# [Consigne a]
Modifiez les lignes, de celle qui contient « trace: **black wide-brim hat** » jusqu'à la dernière ligne des données, en remplaçant « outline » par « polygon » sans rien changer d'autre.

# [Source]
5.3 DÉLIMITATION DE LA MACROSTRUCTURE ET DE LA MICROSTRUCTURE

5.3.1 La macrostructure

La macrostructure (le nombre des entrées, leur disposition, leur nature, etc.) dépend à la fois du type du dictionnaire (monolingue, bilingue, général, spécialisé) et des choix du ou des lexicographes. Pour ce qui est du nombre et de la nature des entrées, les dictionnaires spécialisés vont se démarquer des dictionnaires généraux ; le vocabulaire spécialisé constituant un sous-ensemble du lexique, le nombre des entrées va logiquement être plus réduit.

En ce qui concerne notre travail, nous avons sélectionné les termes constituant la nomenclature du dictionnaire à partir des listes présentées à la fin du chapitre 2 (listes constituées par les termes extraits du corpus de travail). Le critère de sélection à adopter nous semblait devoir être celui de la fréquence ; en effet, il nous paraissait légitime de choisir les termes les plus utilisés dans le corpus de textes, donc les plus utiles aux futurs utilisateurs du dictionnaire. Néanmoins, malgré la “ légitimité ” de ce critère, nous nous sommes demandé à partir de quelle nombre d’occurrences un terme pouvait être considéré comme fréquent. Ainsi, si un terme présentant 80 occurrences est évidemment fréquent, compte tenu de la taille du corpus, qu’en est-il d’un terme apparaissant 2 ou 3 fois ? Pour éviter ce côté arbitraire, nous aurions pu décider d’inclure tous les termes collectés dans la nomenclature ; mais notre objectif de départ était plutôt de présenter un ensemble de termes représentatifs du langage utilisé dans la presse économique. En incluant dans la nomenclature tous les termes collectés, nous risquions d’y faire figurer des termes excessivement marqués par l’actualité (ce qui est déjà un des points faibles du travail sur corpus) et présents dans le corpus un peu “ par hasard ”. La répétition des termes nous semble “ aplanir ” cet aspect.

# [Données présentées]
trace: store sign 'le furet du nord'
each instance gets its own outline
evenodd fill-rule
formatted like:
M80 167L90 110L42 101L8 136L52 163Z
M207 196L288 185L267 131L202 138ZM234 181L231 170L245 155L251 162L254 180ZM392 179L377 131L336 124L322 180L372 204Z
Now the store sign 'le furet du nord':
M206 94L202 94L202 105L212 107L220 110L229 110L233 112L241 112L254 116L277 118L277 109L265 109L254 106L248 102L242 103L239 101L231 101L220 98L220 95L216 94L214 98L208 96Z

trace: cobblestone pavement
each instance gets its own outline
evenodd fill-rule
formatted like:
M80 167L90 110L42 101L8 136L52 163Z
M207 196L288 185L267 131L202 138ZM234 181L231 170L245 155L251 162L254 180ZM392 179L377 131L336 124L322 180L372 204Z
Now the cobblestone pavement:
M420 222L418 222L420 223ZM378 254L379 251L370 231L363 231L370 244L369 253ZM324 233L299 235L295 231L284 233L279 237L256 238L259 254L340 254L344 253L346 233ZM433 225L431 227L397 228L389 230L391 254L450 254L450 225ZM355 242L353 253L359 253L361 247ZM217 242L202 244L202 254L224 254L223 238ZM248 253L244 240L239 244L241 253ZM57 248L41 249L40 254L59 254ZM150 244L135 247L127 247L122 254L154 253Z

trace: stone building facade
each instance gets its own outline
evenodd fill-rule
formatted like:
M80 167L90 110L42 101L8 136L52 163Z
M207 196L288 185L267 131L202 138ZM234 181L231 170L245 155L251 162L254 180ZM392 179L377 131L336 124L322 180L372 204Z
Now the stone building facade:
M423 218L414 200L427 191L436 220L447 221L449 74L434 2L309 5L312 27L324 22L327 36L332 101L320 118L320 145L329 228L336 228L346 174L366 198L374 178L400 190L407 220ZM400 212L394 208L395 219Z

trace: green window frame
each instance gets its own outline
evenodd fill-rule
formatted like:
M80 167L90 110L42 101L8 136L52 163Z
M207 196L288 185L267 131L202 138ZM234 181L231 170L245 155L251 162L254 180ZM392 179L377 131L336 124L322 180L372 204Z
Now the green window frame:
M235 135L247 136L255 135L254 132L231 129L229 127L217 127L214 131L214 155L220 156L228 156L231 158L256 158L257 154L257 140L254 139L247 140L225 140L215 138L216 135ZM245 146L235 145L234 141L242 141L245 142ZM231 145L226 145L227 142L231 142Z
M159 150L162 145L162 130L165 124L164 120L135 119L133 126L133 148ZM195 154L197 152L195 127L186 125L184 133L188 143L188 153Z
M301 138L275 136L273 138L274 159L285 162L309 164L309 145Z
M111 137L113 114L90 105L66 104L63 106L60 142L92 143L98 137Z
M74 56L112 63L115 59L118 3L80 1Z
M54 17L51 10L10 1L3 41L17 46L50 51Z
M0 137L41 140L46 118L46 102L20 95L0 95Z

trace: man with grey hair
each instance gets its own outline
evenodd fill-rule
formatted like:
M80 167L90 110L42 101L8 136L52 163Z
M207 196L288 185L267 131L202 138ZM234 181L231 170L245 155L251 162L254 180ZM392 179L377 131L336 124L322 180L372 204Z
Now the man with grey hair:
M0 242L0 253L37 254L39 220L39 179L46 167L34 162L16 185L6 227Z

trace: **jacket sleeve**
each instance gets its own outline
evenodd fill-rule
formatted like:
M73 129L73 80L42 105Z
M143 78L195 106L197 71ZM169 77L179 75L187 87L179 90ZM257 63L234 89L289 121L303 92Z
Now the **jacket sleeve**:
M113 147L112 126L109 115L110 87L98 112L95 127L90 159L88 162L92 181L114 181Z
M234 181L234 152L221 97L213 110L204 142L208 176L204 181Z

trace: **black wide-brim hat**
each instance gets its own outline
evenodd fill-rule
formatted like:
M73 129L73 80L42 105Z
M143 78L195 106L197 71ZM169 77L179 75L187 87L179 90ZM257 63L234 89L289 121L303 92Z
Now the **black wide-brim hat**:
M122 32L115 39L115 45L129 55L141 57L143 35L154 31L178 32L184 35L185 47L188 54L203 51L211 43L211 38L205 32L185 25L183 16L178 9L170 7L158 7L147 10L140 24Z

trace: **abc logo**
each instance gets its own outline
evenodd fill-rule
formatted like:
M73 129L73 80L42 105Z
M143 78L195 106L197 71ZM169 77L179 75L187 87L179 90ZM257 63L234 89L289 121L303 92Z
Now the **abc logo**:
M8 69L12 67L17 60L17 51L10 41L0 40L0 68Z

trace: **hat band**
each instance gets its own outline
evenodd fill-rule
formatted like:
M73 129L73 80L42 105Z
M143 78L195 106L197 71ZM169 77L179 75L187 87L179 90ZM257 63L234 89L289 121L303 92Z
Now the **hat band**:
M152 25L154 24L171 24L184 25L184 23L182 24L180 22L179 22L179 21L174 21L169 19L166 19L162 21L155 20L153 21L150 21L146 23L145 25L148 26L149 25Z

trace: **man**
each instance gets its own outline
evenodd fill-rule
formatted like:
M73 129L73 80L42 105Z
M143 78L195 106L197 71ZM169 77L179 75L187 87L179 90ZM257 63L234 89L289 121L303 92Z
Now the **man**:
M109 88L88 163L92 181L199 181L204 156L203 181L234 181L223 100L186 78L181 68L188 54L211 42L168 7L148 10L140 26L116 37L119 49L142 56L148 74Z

# [Consigne b]
Répondez à ces questions d'après le passage sur la macrostructure :
(i) De quoi dépend la macrostructure ?
(ii) À partir de quelles listes les termes de la nomenclature ont-ils été sélectionnés ?
(iii) Quel critère de sélection semblait devoir être adopté ?

# [Corrigé a]
trace: **black wide-brim hat**
each instance gets its own polygon
evenodd fill-rule
formatted like:
M73 129L73 80L42 105Z
M143 78L195 106L197 71ZM169 77L179 75L187 87L179 90ZM257 63L234 89L289 121L303 92Z
Now the **black wide-brim hat**:
M122 32L115 39L115 45L129 55L141 57L143 35L154 31L178 32L184 35L185 47L188 54L203 51L211 43L211 38L205 32L185 25L183 16L178 9L170 7L158 7L147 10L140 24Z

trace: **abc logo**
each instance gets its own polygon
evenodd fill-rule
formatted like:
M73 129L73 80L42 105Z
M143 78L195 106L197 71ZM169 77L179 75L187 87L179 90ZM257 63L234 89L289 121L303 92Z
Now the **abc logo**:
M8 69L12 67L17 60L17 51L10 41L0 40L0 68Z

trace: **hat band**
each instance gets its own polygon
evenodd fill-rule
formatted like:
M73 129L73 80L42 105Z
M143 78L195 106L197 71ZM169 77L179 75L187 87L179 90ZM257 63L234 89L289 121L303 92Z
Now the **hat band**:
M152 25L154 24L171 24L184 25L184 23L182 24L180 22L179 22L179 21L174 21L169 19L166 19L162 21L155 20L153 21L150 21L146 23L145 25L148 26L149 25Z

trace: **man**
each instance gets its own polygon
evenodd fill-rule
formatted like:
M73 129L73 80L42 105Z
M143 78L195 106L197 71ZM169 77L179 75L187 87L179 90ZM257 63L234 89L289 121L303 92Z
Now the **man**:
M109 88L88 163L92 181L199 181L204 156L203 181L234 181L223 100L186 78L181 68L188 54L211 42L168 7L148 10L140 26L116 37L119 49L142 56L148 74Z

# [Corrigé b]
(i) Du type du dictionnaire (monolingue, bilingue, général, spécialisé) et des choix du ou des lexicographes.
(ii) Des listes présentées à la fin du chapitre 2, constituées par les termes extraits du corpus de travail.
(iii) La fréquence.